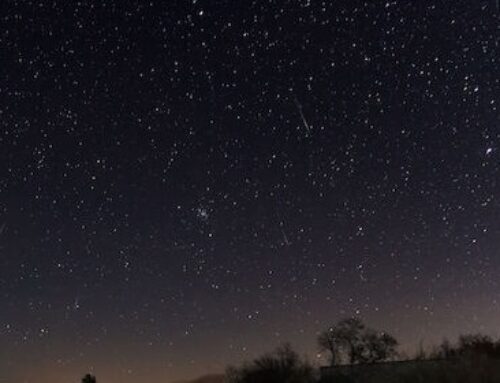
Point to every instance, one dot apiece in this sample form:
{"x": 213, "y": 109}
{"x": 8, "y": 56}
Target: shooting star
{"x": 302, "y": 116}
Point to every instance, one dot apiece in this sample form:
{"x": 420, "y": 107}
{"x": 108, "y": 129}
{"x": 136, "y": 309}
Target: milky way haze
{"x": 186, "y": 184}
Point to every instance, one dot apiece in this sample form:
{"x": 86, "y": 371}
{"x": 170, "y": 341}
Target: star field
{"x": 186, "y": 184}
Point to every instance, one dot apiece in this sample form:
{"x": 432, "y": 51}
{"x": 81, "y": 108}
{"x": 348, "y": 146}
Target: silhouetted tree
{"x": 283, "y": 365}
{"x": 351, "y": 341}
{"x": 88, "y": 378}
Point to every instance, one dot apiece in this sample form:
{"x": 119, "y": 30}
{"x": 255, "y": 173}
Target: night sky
{"x": 187, "y": 184}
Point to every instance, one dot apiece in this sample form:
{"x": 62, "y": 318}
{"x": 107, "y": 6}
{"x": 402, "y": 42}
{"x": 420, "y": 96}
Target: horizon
{"x": 186, "y": 185}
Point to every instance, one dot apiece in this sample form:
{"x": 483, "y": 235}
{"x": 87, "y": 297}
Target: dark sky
{"x": 186, "y": 184}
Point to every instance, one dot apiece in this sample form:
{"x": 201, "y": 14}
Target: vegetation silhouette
{"x": 88, "y": 378}
{"x": 360, "y": 354}
{"x": 283, "y": 365}
{"x": 351, "y": 341}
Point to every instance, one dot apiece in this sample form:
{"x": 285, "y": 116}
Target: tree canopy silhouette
{"x": 283, "y": 365}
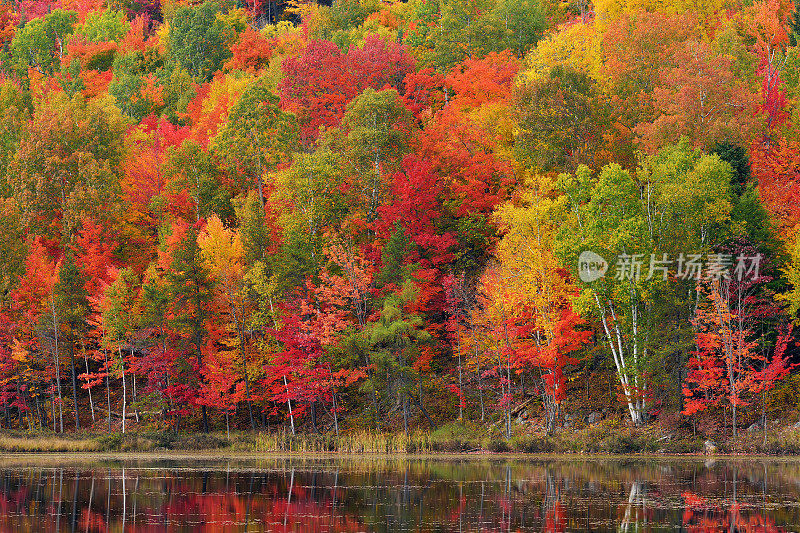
-- -- --
PROMPT: Pick out every line of the listing above that contains the word "star", and copy each one.

FINISHED EXERCISE:
Target: shooting star
Target: star field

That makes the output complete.